▶ [The problem] Please write each record out again word for word.

▶ [Given data]
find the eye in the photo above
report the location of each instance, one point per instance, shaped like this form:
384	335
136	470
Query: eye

▶ [The answer]
find the eye in the photo above
report the location of each instance, one point per instance, shaped like this form:
384	335
136	470
Query: eye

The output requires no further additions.